**Request 1**:
In the records, starting at the line that contains "Definition of the keypoint: for every instance of the bowl" and ending at the last line of the records, shift every coordinate value by adding -127 to it. Write out only that stretch of lines, keeping each definition line unchanged.

·····

Development happens at github and bitbucket:
The main issue tracker is at github.
Feel free to submit ideas, bugs, pull requests (git or hg) or regular patches.
Make sure tox is installed and run
$ tox
from the source checkout. Tests should pass under python 2.6, 2.7, 3.2 and 3.3.
Note
At the moment of writing the latest pip release (1.1) does not support Python 3.3; in order to run tox tests under Python 3.3 find the "virtualenv_support" directory in site-packages (of the env you run tox from) and place an sdist zip/tarball of the newer pip (from github) there.
$ tox -c tox-bench.ini
runs benchmarks.
If you've changed anything in the source code then make sure cython is installed and run
$ update_c.sh
before each tox
command.

·····

**Request 2**:
Pick up the instructions on running tox tests after their final sentence and continue them.

**Data listing**:

·····

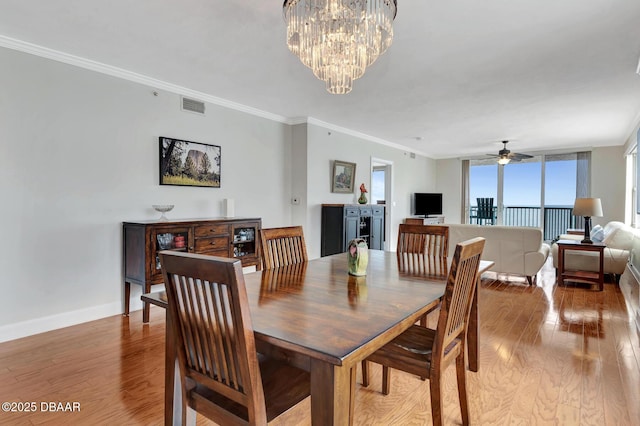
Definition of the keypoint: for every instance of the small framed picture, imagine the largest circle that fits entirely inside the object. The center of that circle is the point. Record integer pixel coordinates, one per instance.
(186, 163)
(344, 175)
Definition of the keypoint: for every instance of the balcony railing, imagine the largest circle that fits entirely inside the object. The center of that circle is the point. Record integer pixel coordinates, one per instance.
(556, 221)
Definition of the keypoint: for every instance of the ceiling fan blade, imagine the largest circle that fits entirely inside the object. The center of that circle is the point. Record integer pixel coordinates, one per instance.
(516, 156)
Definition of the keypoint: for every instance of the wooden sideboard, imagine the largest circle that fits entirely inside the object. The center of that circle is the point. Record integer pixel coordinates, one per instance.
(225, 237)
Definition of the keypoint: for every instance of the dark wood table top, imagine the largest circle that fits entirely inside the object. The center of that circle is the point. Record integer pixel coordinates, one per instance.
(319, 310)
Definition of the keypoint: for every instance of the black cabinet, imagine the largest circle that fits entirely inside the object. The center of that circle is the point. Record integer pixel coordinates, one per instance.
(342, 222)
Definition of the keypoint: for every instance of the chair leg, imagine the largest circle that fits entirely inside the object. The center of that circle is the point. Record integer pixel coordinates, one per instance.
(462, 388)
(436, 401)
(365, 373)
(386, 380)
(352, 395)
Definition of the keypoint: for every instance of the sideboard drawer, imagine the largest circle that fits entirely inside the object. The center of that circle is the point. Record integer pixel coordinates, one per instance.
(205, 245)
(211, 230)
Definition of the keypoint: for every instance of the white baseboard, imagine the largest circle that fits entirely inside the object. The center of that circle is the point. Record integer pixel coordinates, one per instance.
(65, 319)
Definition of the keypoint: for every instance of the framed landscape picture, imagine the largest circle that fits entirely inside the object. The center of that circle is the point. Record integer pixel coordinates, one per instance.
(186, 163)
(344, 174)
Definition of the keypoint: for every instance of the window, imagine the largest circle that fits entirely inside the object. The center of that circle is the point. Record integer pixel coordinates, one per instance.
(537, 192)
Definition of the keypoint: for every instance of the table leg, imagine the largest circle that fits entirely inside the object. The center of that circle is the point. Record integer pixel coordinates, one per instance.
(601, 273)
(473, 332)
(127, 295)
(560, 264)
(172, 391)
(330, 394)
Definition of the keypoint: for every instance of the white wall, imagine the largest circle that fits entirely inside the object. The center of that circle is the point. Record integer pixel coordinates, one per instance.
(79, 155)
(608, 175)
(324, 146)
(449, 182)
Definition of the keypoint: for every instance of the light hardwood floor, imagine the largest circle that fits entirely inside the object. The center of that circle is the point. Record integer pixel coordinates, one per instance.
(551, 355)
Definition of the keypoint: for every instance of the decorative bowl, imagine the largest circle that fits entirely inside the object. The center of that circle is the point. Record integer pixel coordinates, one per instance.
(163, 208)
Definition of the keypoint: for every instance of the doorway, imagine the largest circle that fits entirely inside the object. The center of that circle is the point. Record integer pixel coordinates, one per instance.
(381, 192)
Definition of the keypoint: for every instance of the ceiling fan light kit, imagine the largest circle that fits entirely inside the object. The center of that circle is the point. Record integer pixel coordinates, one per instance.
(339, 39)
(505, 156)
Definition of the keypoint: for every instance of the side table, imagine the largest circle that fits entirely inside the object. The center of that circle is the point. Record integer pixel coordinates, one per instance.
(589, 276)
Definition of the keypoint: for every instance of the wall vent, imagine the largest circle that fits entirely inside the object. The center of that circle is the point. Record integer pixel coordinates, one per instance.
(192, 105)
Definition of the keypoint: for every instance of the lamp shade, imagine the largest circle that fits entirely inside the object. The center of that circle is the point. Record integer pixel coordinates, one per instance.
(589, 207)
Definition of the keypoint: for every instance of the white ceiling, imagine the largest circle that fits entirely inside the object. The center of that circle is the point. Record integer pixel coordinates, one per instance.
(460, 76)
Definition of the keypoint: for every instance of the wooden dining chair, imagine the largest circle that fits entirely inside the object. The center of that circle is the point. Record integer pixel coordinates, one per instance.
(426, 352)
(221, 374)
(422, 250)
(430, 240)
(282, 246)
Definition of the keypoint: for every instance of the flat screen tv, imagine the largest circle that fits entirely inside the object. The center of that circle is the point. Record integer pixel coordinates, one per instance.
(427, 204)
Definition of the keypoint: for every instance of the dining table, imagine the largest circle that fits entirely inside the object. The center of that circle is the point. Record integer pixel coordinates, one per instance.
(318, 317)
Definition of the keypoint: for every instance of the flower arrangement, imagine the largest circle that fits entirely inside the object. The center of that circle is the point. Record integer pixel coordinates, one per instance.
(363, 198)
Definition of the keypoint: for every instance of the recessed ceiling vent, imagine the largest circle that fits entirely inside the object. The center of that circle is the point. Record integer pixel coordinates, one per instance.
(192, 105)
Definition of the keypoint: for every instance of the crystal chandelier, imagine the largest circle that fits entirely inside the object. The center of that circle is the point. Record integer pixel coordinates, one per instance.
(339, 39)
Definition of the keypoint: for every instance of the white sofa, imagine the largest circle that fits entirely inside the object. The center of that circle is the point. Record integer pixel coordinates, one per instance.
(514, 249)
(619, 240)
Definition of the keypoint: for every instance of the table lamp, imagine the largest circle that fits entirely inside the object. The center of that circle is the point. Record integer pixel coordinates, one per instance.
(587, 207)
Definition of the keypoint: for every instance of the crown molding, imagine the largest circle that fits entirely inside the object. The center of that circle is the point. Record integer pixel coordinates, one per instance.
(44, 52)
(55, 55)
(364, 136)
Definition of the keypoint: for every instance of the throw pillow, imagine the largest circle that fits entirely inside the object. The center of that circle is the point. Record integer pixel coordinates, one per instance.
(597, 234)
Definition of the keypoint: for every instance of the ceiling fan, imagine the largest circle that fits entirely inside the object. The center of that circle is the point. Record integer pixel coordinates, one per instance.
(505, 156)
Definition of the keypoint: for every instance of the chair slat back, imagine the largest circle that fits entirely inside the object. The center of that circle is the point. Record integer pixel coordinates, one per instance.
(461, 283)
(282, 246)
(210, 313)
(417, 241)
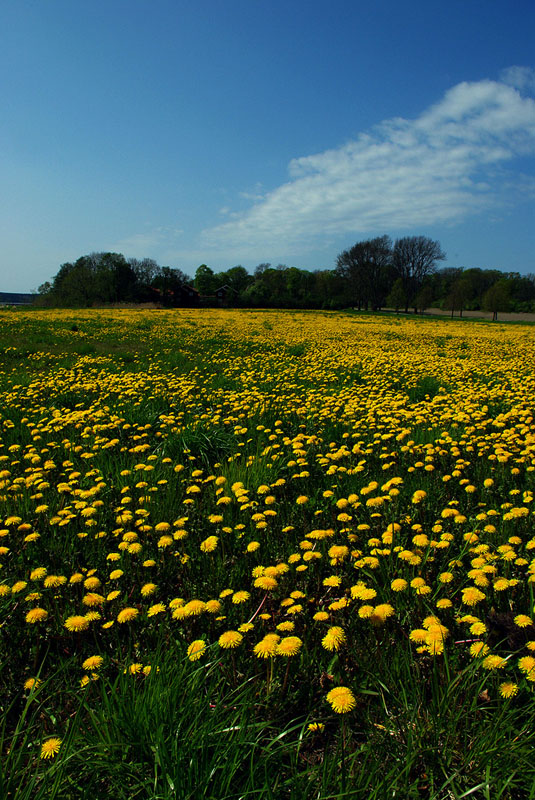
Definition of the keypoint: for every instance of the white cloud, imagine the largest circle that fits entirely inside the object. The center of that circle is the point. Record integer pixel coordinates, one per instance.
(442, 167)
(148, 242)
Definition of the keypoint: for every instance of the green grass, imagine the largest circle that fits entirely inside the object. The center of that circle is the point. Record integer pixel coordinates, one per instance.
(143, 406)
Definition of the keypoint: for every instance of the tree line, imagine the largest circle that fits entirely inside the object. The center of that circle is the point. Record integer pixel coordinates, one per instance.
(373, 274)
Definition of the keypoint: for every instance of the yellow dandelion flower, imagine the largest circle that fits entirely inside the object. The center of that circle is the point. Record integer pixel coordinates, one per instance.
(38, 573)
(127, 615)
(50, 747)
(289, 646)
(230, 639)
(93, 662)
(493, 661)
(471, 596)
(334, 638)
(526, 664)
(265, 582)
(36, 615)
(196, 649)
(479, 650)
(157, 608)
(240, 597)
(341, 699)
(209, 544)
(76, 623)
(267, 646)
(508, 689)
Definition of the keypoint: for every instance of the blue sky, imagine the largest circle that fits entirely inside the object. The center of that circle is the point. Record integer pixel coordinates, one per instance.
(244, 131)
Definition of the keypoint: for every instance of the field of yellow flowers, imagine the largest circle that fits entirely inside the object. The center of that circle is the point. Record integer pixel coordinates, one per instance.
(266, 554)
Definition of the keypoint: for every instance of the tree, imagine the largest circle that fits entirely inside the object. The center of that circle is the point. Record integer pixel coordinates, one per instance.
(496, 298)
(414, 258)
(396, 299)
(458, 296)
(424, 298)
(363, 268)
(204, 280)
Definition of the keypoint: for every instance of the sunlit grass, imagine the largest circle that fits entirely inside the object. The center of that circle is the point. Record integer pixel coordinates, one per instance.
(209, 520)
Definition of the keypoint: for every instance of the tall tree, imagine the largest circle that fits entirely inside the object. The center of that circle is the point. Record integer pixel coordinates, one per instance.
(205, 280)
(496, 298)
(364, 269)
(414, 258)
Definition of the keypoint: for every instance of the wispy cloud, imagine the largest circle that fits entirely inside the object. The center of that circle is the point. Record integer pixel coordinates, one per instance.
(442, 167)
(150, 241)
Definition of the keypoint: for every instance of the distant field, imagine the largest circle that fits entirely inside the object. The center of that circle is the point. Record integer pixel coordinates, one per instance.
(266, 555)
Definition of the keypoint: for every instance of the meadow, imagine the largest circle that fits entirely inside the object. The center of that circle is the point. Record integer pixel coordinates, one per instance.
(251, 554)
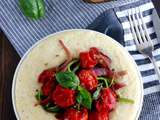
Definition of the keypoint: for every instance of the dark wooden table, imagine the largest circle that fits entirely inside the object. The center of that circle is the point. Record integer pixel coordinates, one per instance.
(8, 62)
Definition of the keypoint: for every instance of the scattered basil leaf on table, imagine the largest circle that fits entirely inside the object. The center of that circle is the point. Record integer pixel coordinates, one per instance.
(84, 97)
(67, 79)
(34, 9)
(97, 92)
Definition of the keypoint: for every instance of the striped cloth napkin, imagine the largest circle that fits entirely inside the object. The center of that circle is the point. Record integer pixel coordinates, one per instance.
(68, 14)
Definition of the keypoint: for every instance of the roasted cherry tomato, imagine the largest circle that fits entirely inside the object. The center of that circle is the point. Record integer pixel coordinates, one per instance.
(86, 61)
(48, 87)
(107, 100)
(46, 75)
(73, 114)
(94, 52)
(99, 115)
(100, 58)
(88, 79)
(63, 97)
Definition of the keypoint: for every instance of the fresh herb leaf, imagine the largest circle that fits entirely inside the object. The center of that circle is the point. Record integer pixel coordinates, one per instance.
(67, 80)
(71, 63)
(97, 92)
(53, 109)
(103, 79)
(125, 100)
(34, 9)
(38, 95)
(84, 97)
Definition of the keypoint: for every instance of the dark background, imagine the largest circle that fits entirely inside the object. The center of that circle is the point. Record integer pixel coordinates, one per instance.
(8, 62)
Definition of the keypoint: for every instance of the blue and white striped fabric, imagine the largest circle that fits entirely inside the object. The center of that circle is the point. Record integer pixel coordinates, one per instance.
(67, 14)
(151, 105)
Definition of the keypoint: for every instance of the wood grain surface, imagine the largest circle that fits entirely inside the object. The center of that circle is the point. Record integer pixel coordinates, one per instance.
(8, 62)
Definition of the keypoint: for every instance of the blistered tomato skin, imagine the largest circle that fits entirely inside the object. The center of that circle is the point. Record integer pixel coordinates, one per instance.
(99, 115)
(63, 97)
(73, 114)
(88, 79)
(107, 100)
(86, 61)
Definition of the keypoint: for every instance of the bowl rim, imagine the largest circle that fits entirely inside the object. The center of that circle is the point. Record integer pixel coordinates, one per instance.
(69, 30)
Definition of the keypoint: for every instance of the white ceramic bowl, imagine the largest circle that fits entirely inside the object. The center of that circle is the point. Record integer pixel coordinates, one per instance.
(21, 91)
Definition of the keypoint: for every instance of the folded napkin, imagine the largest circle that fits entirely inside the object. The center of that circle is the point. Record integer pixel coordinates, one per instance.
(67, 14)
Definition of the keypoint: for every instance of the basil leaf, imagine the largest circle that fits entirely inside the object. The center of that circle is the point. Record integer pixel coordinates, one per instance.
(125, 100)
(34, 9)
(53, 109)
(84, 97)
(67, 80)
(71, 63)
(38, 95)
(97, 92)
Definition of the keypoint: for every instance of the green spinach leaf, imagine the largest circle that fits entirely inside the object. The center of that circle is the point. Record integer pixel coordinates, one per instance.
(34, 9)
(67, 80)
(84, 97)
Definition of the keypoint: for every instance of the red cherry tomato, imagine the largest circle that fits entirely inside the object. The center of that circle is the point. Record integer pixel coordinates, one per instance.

·····

**Task result 1**:
Definition of the keypoint: for every instance of the bowl rim, imagine the largest circle that fits entirely inside the object. The center of that circle is the point. Record integer pixel coordinates, one per instance.
(-58, -97)
Definition of the keypoint: for every instance of the white ceramic bowl, imagine the largest circle that fits entirely inside the object. The center of that circle is the point. Record integer pixel coordinates, one per instance.
(-106, -36)
Definition of the keypoint: for every instance of the folded napkin, imagine the largest circle that fits entirely inside the object. The center of that circle is the point. Record integer pixel coordinates, one per instance.
(-60, -113)
Definition of the keypoint: for every instance of the basil leaf, imagine the largest circle that fits entirely inside the object. The center of that circle is the point. Record integer pixel coordinates, one per instance.
(-2, -27)
(-93, -118)
(-74, -18)
(-43, -30)
(-60, -47)
(-56, -64)
(-89, -32)
(-30, -35)
Definition of the keypoint: for every instance of the green spinach leaf, imagine the largest circle that fits entirely inside the object. The center of that circle is the point. Record integer pixel coordinates, one per instance.
(-93, -118)
(-60, -47)
(-43, -30)
Definition of the keypoint: for every instance of the red cherry tomato, imagine the largest circle that fits entirely inside the object. The center of that circle is the point. Record integer pixel coordinates, one per instance.

**Task result 2**:
Please note that benchmarks are not included in the release tar.gz's because benchmark data is large and this saves a lot of bandwidth; use source checkouts from github or bitbucket for the benchmarks.
- Mikhail Korobov <kmike84@gmail.com>
This module is based on libdatrie C library and is inspired by fast_trie Ruby bindings, PyTrie pure Python implementation and Tree::Trie Perl implementation; some docs and API ideas are borrowed from these projects.
Licensed under LGPL v2.1.